Test and experiments with the SCTP protocol (rfc4960).
SCTP is supported by the Linux kernel (lksctp), and there are user-space implementations for instance usrsctp.
All examples and tests in this ovl are using multihoming because
that's where the problems are. The dual-path
network-topology is often used;
Virtual IPs (VIP) and load-balancing with multihoming is a challenge. If simple load-balancing like ECMP that hashes on addresses (and ports) is used the primary and secondary path may be load-balanced to different targets.
SCTP load-balancing in the nfqueue-loadbalancer overcome the problem by hashing on ports only.
The nfqueue-loadbalancer
is used to build the sctpt
test program so it must be
downloaded but load-balancing is not used in this example.
Manual test;
./sctp.sh nfqlb_download
./sctp.sh test start > $log
# On vm-001
sctpt server --log 6 --addr 192.168.1.1,192.168.4.1
# On vm-221
sctpt client --log 6 --addr 192.168.1.1,192.168.4.1 --laddr 192.168.2.221,192.168.6.221
# (typed text will be echoed by the server)
# Type ^D to quit
The sctpt
test program is used to setup a multihomed sctp
"association" (trace).
The multihoming addresses are passed in the INIT
and INIT_ACK
messages.
You can trace with tcpdump
on any VM and try to disable the primary
path and watch the failover to the secondary path;
# On vm-201
iptables -A FORWARD -p sctp -j DROP
# (send something from the client)
iptables -D FORWARD 1
The nfqueue-loadbalancer can be used for sctp load balancing and UDP encapsulation can be used.
UDP encapsulation with load-balancing;
./sctp.sh nfqlb_download
xcluster_UDP_ENCAP=9899 xcluster_NETNS=yes ./sctp.sh test --no-stop nfqlb > $log
# On vm-221
sysctl -w net.sctp.encap_port=9899
sysctl -w net.sctp.udp_port=9899
sctpt client --log 6 --addr 10.0.0.1,1000::81 --laddr 192.168.2.221,1000::1:192.168.6.221
# On vm 201
iptables -A FORWARD -p udp --sport 9899 -j DROP
iptables -D FORWARD 1
The sctpt
test program uses Linux kernel SCTP and is written in C
.

**Dataset excerpts**
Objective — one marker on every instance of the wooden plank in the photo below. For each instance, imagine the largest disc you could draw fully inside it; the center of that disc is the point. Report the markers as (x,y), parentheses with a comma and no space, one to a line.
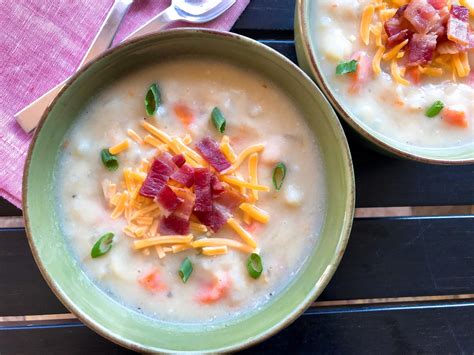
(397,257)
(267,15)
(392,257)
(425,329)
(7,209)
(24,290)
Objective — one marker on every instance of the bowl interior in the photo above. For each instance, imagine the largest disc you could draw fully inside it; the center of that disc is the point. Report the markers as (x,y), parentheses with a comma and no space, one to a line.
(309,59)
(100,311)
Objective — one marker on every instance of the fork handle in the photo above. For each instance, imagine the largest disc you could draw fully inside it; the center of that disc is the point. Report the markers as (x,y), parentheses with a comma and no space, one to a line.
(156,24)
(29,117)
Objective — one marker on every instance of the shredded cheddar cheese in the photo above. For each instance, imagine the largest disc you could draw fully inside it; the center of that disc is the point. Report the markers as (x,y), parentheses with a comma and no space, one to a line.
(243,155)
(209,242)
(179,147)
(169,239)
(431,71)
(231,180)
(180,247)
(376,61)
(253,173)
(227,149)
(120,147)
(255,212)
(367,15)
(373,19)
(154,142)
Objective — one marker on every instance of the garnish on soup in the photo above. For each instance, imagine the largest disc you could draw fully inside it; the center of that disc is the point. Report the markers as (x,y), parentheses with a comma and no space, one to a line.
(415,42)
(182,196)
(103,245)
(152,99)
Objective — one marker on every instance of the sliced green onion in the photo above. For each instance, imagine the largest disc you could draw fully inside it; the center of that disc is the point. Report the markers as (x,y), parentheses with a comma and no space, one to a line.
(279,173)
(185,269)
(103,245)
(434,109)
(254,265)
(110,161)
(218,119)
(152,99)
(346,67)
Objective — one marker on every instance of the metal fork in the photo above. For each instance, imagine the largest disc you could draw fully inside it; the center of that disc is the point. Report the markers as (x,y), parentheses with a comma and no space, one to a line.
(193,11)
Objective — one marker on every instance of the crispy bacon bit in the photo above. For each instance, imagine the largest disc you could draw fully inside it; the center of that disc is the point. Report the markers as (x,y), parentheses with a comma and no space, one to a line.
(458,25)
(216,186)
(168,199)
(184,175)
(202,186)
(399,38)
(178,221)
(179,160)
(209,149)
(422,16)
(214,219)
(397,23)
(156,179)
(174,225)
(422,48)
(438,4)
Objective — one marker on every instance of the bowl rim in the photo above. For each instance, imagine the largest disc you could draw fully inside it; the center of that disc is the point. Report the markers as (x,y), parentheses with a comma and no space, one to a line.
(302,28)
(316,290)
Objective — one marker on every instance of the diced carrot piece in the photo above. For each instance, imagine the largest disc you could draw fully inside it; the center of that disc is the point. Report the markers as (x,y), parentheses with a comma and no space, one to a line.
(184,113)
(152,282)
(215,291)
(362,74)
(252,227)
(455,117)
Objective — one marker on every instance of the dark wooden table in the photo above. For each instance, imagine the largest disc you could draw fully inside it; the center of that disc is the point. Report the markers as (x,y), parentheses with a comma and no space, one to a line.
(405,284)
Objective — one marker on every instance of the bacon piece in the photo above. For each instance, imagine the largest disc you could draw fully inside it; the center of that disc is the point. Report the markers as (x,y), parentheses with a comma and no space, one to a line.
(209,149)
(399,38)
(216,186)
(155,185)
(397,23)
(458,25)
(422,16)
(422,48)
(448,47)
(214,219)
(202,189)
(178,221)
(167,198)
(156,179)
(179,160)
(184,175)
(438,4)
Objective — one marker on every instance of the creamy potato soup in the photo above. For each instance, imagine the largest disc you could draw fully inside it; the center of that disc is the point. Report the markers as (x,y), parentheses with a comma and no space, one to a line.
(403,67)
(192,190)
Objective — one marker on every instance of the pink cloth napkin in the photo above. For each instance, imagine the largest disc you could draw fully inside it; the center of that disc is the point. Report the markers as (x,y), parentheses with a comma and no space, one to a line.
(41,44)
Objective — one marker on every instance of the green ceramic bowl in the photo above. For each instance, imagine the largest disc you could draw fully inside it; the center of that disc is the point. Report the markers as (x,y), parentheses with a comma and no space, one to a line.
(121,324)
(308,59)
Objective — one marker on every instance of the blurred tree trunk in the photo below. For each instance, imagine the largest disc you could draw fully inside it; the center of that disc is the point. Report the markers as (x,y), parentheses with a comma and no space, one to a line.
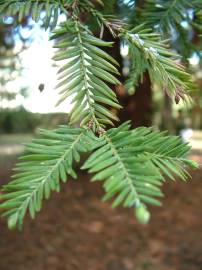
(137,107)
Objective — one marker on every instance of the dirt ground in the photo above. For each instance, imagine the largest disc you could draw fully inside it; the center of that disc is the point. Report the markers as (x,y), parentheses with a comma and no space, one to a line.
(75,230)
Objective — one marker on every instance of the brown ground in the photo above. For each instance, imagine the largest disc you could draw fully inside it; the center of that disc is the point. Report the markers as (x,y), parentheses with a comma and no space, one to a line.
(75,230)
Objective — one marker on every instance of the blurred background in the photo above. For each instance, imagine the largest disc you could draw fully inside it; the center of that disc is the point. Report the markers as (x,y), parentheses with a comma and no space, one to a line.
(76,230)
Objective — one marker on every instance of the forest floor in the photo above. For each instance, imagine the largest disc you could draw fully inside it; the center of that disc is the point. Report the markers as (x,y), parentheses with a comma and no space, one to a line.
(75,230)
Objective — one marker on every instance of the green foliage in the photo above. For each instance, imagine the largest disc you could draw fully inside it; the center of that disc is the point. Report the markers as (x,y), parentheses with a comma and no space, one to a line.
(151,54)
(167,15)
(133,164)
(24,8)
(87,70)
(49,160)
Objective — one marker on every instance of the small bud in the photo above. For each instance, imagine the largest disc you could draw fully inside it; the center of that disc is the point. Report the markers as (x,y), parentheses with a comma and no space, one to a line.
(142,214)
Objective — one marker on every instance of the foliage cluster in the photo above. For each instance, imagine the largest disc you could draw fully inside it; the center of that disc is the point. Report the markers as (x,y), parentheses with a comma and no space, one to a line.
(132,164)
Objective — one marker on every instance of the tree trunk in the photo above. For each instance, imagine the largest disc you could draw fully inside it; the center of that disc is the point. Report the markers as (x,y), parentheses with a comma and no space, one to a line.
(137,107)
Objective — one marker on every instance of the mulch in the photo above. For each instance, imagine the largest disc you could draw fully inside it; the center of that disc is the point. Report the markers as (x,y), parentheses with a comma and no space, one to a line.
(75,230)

**The problem**
Copy the passage of the SCTP page from "Test and experiments" to "for instance usrsctp.".

**Exercise answer**
Test and experiments with the SCTP protocol (rfc4960).
SCTP is supported by the Linux kernel (lksctp), and there are user-space implementations for instance usrsctp.